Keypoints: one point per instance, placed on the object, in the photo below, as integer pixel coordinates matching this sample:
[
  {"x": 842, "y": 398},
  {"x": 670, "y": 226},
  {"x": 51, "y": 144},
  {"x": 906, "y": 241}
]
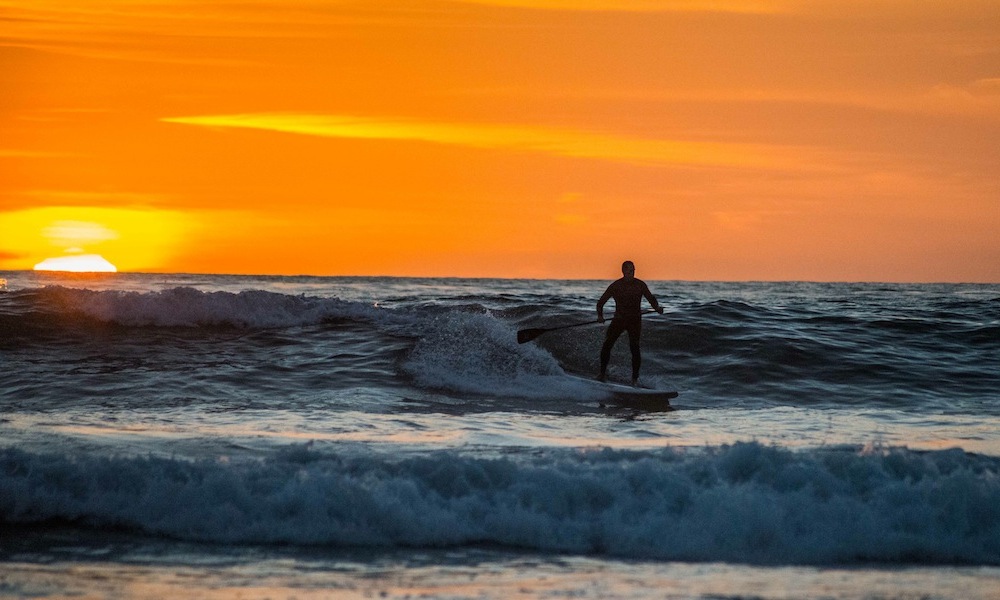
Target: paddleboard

[Work instructions] Can you give every line of the item above as a JSON list of strings, one string per line, with blank lines and the picture left out?

[Answer in full]
[
  "Keypoints: one point per instance, placed on the object, in the photo below, as integer pixel coordinates matching this sample:",
  "[",
  "  {\"x\": 842, \"y\": 398},",
  "  {\"x\": 670, \"y\": 226},",
  "  {\"x\": 51, \"y\": 144},",
  "  {\"x\": 906, \"y\": 241}",
  "]",
  "Target: paddleboard"
]